* REQUIREMENTS
a - Answer these questions from the passage on efficiency estimation:
(i) In the application at hand, what share of the initially estimated bias remains after conditionally subsampling?
(ii) What does the use of plausible values in PISA data result in?
(iii) Which three kinds of relationship are named as possibly unable to capture the true nature of patterns in data?
b - In the passage on efficiency estimation, list every work cited in the paragraph that begins "Despite mitigating the influence of outlying observations."

* EXCERPTED PASSAGE
Correcting for bias can prove useful in applications with noisy data in general and education data in particular. In education, inputs and outputs are often noisy measures (e.g. Jerrim et al. 2017). Bias-correction is especially important when using education data, as noise resulting from measurement error is widespread (see for example De Witte and Schiltz (2018) who illustrate issues when using survey data). Moreover, often the design of data collection methods leads to substantial bias in education data. For example, the use of plausible values in PISA data results in imputation errors when constructing observations for students that did not complete specific subjects (for a technical description, see OECD (2009)).

Despite mitigating the influence of outlying observations by the B draws of size m in the conditional efficiency estimator, the noisy input and output variables can result in biased estimates. The proposed method, combining conditional and bias-corrected efficiency, can be seen as an alternative to partial frontier approaches such as the robust order-m approach (Cazals et al. 2002; Daraio and Simar 2007) or order-α approach (Aragon et al. 2005). Although the conditional estimates account for the operational environment an observation is operating in, subsampling within conditional draws allows us to correct for remaining bias in the input and output variables of the conditional estimates. As we will illustrate in Sect. 4, bias-corrected estimates of the conditional model can still differ considerably from their conditional counterparts, despite an m out of n procedure being used to obtain the latter. In the application at hand, over 30% of the initially estimated bias remains after conditionally subsampling. Also, we compared the variation in bootstrapped conditional efficiency estimates to the bias estimates and conclude that bias-correction is required for almost all programs (see Sect. 4.2.). As an additional advantage, confidence intervals can be constructed from the distribution of bootstrap estimates, which facilitates the comparison and ranking of evaluated units (e.g. Johnes 2006).

2.4 Statistical inference for managerial efficiency and efficiency differentials

Once conditional and unconditional bias-corrected efficiency estimates are obtained for every program o, we can compute the ratio of both:

$$ Q_{o} = \frac{{\hat{\theta }_{o} (y|z) }}{{\hat{\theta }_{o} \left( y \right) }} $$
(4)

Using this ratio, it is possible to gain insights into which nondiscretionary characteristics are favorable and unfavorable when measuring managerial efficiency (Daraio and Simar 2005). For example, when Q is increasing with the number of learners in program, it suggests that having more learners in a program is favorable. Nonparametric regression plots uncover such (nonlinear) relationships and corresponding significance levels can be computed (Li and Racine 2007).

In order to explain efficiency differentials, we regress the conditional and bias-corrected efficiency estimates on a set of explanatory variables. We do so in a nonparametric manner as a linear, a parabolic, or even a Fourier relationship (Schiltz and De Witte 2017) might be unable to capture the true nature of patterns in data. In fact, our flexible specification avoids imposing any functional form assumptions on the relationship between efficiency differentials and explanatory variables. As noted in Sect. 3, this set of variables consists of teacher and program characteristics that are discretionary, and hence subject to optimization by program providers. In contrast to the composition of learners choosing to enroll in a program, which cannot be directly manipulated, these variables are not included in the set of conditional variables. Again, nonparametric regression plots and significance levels can be obtained (Li and Racine 2007).

* ENTRIES
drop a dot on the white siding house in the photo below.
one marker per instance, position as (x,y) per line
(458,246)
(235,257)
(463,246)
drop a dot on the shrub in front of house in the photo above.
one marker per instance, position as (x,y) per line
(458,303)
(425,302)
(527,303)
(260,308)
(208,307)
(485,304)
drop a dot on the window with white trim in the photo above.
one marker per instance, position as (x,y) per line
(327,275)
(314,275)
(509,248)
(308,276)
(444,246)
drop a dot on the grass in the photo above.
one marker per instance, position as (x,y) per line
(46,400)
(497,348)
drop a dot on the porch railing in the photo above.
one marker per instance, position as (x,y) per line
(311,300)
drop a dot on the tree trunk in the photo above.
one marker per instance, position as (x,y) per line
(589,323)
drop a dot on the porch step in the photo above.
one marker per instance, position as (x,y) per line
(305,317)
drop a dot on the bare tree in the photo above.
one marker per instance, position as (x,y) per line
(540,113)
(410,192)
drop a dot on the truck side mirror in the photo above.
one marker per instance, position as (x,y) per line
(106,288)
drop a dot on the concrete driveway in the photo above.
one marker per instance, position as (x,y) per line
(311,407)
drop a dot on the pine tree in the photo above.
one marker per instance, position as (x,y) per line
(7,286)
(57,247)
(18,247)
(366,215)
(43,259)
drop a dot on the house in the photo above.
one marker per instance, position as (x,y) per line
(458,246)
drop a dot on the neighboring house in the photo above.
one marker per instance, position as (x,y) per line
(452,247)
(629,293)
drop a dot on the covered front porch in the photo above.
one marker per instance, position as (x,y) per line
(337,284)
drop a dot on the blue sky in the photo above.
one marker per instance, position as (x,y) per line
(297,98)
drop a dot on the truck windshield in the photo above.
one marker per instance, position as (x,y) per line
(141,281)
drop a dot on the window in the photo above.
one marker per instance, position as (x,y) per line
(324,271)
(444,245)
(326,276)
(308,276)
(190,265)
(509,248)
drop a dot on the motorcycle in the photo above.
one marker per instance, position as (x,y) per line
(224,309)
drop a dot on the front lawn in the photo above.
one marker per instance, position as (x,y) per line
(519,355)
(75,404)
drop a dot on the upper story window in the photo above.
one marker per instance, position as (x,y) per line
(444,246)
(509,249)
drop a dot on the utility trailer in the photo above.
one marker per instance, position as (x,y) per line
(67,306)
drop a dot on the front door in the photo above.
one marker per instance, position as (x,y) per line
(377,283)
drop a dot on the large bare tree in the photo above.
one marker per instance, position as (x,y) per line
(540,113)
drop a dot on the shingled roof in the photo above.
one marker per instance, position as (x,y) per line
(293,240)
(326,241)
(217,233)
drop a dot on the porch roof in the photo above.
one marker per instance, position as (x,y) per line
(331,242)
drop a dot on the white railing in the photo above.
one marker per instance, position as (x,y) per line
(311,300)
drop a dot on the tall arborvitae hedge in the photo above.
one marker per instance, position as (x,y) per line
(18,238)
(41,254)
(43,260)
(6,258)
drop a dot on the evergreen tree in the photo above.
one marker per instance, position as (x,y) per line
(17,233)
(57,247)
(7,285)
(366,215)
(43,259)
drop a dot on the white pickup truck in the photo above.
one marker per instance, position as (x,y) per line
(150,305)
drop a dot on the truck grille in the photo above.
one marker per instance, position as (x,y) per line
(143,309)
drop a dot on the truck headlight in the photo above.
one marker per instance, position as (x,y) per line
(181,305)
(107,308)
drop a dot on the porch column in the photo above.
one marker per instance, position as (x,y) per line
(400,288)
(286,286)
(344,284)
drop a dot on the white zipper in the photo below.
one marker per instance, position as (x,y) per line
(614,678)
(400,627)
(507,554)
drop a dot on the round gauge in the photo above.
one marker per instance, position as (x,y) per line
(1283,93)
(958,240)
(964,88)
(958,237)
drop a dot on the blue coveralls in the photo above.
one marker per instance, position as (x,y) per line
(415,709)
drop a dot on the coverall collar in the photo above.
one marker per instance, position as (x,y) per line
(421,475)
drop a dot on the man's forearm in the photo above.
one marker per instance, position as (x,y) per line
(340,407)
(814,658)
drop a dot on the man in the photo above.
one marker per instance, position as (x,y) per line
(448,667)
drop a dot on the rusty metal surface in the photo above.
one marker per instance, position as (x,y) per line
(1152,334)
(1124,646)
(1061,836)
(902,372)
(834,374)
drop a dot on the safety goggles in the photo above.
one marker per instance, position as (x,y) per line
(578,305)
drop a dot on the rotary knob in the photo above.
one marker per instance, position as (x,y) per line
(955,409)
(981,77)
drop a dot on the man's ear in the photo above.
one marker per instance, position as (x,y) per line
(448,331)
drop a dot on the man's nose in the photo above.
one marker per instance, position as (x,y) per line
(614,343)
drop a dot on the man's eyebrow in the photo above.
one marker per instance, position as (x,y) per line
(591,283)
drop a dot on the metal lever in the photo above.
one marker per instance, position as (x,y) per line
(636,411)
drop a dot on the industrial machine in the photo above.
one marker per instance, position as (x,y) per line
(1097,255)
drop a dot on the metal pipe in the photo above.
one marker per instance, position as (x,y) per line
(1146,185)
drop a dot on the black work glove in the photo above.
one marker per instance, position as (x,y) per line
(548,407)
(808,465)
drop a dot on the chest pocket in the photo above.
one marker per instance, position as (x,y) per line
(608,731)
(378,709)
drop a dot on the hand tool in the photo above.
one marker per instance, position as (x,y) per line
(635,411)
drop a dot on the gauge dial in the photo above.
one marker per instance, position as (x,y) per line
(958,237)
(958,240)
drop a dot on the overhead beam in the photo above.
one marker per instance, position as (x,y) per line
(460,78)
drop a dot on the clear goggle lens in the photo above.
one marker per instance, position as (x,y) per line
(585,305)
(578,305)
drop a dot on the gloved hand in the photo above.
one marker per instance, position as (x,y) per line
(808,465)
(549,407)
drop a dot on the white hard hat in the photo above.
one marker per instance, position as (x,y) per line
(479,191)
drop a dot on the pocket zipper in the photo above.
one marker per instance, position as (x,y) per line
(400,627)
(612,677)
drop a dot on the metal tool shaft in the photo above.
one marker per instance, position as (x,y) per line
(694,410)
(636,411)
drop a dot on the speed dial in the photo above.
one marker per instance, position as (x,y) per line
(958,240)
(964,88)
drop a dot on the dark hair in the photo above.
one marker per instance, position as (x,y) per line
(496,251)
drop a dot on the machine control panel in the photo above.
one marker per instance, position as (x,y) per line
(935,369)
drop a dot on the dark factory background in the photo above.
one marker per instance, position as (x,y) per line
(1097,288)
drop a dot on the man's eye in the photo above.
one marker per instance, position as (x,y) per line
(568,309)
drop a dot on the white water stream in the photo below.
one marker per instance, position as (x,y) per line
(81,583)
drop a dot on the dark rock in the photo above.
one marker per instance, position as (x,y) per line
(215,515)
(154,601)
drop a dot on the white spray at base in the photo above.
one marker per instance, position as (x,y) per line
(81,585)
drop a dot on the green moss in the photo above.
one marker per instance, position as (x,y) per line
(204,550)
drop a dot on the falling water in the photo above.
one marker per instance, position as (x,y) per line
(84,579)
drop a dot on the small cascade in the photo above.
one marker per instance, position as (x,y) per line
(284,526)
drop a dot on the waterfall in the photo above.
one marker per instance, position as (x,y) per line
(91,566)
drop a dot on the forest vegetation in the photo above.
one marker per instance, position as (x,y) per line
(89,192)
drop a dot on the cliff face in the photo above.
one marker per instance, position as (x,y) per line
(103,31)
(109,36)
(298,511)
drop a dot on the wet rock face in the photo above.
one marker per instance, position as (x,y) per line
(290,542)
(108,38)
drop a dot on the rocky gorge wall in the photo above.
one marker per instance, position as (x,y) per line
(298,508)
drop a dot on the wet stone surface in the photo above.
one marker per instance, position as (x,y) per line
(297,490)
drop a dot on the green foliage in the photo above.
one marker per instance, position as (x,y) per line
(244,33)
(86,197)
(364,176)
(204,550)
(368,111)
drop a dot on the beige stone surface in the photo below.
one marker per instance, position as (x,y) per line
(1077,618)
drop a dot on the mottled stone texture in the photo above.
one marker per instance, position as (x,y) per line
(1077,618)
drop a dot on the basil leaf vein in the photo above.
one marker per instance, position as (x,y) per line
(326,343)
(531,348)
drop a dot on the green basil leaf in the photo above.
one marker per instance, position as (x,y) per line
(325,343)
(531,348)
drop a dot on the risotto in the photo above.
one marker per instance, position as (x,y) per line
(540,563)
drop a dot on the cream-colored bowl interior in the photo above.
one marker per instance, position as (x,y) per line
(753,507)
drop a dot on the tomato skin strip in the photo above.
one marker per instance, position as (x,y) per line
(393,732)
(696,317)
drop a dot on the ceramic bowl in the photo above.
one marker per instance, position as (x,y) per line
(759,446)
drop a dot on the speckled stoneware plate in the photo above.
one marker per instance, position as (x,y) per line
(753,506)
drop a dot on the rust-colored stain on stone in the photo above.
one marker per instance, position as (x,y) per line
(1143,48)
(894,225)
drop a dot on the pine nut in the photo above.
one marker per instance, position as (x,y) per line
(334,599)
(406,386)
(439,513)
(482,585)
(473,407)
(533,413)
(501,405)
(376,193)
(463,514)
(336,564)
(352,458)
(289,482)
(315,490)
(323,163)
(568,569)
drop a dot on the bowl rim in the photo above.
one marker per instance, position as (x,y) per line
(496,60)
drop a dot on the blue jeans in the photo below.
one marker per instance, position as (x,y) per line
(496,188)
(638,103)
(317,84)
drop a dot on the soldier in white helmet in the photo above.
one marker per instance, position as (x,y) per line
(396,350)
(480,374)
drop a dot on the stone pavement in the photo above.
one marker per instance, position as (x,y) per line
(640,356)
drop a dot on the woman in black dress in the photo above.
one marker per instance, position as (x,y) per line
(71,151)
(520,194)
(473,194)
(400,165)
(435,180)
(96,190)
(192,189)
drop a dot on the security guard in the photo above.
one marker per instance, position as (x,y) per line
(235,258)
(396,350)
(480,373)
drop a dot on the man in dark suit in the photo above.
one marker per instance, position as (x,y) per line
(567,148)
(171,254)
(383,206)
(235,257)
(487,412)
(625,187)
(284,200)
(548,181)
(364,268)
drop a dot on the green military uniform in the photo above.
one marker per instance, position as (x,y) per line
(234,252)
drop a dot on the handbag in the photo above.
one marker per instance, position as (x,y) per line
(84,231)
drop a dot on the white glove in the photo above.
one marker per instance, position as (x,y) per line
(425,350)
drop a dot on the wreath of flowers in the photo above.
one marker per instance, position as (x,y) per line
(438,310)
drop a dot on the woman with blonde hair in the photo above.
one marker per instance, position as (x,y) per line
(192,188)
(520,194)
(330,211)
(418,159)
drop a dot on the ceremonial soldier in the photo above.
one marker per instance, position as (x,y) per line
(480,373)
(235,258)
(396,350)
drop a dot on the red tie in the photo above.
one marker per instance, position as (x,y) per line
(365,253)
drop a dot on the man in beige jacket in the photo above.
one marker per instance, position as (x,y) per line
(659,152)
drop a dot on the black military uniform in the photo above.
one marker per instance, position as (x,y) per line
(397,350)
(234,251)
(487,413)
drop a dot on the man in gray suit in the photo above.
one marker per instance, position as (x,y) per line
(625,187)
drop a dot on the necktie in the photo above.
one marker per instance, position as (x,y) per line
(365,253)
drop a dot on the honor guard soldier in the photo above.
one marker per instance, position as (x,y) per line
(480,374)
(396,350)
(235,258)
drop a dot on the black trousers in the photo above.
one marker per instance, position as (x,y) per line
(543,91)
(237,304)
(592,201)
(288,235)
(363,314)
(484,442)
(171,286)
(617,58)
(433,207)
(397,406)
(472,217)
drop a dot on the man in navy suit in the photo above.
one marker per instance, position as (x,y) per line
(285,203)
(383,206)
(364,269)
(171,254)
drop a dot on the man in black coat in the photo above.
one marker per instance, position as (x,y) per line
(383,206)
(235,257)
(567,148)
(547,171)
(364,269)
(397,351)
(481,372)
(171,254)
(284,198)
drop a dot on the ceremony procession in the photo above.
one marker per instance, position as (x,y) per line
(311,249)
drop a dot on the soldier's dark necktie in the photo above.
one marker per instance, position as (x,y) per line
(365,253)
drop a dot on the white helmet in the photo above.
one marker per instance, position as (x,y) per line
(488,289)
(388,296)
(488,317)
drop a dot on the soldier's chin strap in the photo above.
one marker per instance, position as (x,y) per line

* PER-TASK OUTPUTS
a -
(i) Over 30% of the initially estimated bias remains.
(ii) It results in imputation errors when constructing observations for students that did not complete specific subjects.
(iii) A linear, a parabolic, or a Fourier relationship.

b -
Cazals et al. 2002
Daraio and Simar 2007
Aragon et al. 2005
Johnes 2006